READING TEXT:
-------------------------
The Company also incurs substantial indirect costs due to 1934
Act registration as a result of the executive time expended to prepare
and review such filings. Ceasing registration of the Class A Stock
will reduce or eliminate these costs, as well as lower the risk of
liability that typically attends private (as distinguished from
public) company status.
Based on its experience in prior years, the Company's direct
costs, which include the fees and expenses of independent auditors,
SEC legal counsel, printing, mailing, and SEC filing fees are
estimated at approximately $50,000 annually. This amount, however, is
just an estimate, and the actual savings to be realized may be higher
or lower than such estimate. It is expected that the estimated
savings will be not be realized until the fiscal year ending December
31, 2001.
Another aspect of public registration is the disclosure of
proprietary information, such as material contracts, acquisitions,
growth strategies, and financial information regarding overall
operations. Ceasing registration of the Class A Stock will increase
the confidentiality of such proprietary information, which the Company
believes can be analyzed by its competitors to place the Company at a
competitive disadvantage.
There are many advantages to being a publicly-traded company,
including stock value, stock liquidity, as use of company stock to
more effectively place equity and debt to raise capital or make
acquisitions. In the opinion of the Board, however, the pricing
trends and trading volume of the Class A Stock in the stock market has
not allowed the Company to effectively take advantage of the benefits
of the market, at least to the extent of justifying the continuing
direct and indirect costs of public registration. Furthermore, the
Board does not believe that there will be a significant change in this
equation in the near term.
Another factor further which may also impair the Company's
ability to effectively take advantage of the benefits of public
registration is the August 2000 de-listing of the Company's Class A
Stock from trade on Nasdaq's SmallCap Market. This stock continues to
be traded in the over-the-counter market, but management believes that
the de-listing will have further detrimental effects on the trading
volume and pricing of the Class A Stock, which contributes to the
failure to realize some of the benefits of the Company's continued
registration of the Class A Stock under the 1934 Act.
<PAGE>
The Company believes that size, revenue performance (current and
projected), strategic partnering, and product mix are among the key
factors in establishing a stock price which properly reflect the value
of the Company. One of the Company's goals over the next several
years is to enhance one or more of these factors so that the Company
can more effectively take advantage of the status as a publicly traded
company. Should this occur, and the Board may determine that the
benefits of registration outweigh the costs at that time; it intends
re-register stock in connection with a new public offering. There is,
however, no assurance when or if such re-registration will occur.
Stockholders should note that the decision by the Board to
terminate 1934 Act registration does not require stockholder approval
and will not be voted on at the Special Meeting. Further, there is no
assurance that the number of such stockholders will be fewer than 300
following the Effective Date. While the Company intends to cease
public registration of its Class A Stock following the Reverse Stock
Split, the Board may choose not to implement this strategy if the
Board determines that it is not then in the best interests of the
Company and its stockholders given the then existing market
conditions.
-------------------------
SOURCE EXCERPT:
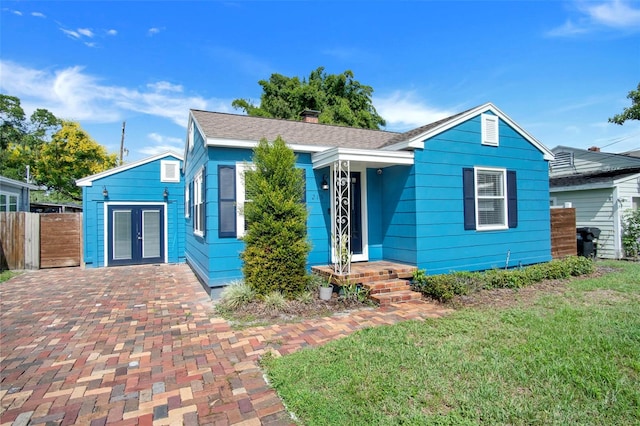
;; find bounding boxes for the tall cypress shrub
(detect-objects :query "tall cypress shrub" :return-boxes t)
-------------------------
WORK TO BE COMPLETED: Continue the passage about ending the 1934 Act registration of the Class A Stock, starting after its last sentence.

TASK ANSWER:
Fairness of Reverse Stock Split Proposal
The Board believes that the Reverse Stock Split proposal, taken
as a whole, is fair to and in the best interests of the Company and
its stockholders, including unaffiliated stockholders, those
stockholders who will receive the Cash Payment and those stockholders
who will receive shares of new Class A Stock. The Board also believes
that the process by which the Reverse Stock Split is to be approved is
also fair. The Board unanimously approved the Reverse Stock Split
proposal and recommends that the stockholders vote for its approval
and adoption. Each member of the Board who owns shares of Class A
Stock and Class B Stock has indicated that he intends to vote in favor
of the Reverse Stock Split proposal, including the Board members who
are not employees of the Company.
The Board considered a number of factors in determining the
fairness of the Reverse Stock Split prior to approval of the proposed
transaction. It recognized the existing liquidity concerns of the
Small Shareholders. It recognized that by reducing the number of
small stockholders would decrease (but not necessarily eliminate) the
problems associated with not being able to readily communicate with a
large portion of its stockholders. It also recognized that the
Reverse Stock Split will also likely enable the Company to cease
public registration of the Class A Stock, so in making its
determination of the fairness the Reverse Stock Split proposal, the
Board also factored in the added administrative costs and resources
involved in providing annual reports, proxy information and other
shareholder services to such a large proportion of stockholders
holding twenty shares or less. However, even if termination of 1934
Act registration is not implemented, the Board still concluded that
the elimination of the Small Shareholders is in the best interests of
the Company and its stockholders, when taken as a whole.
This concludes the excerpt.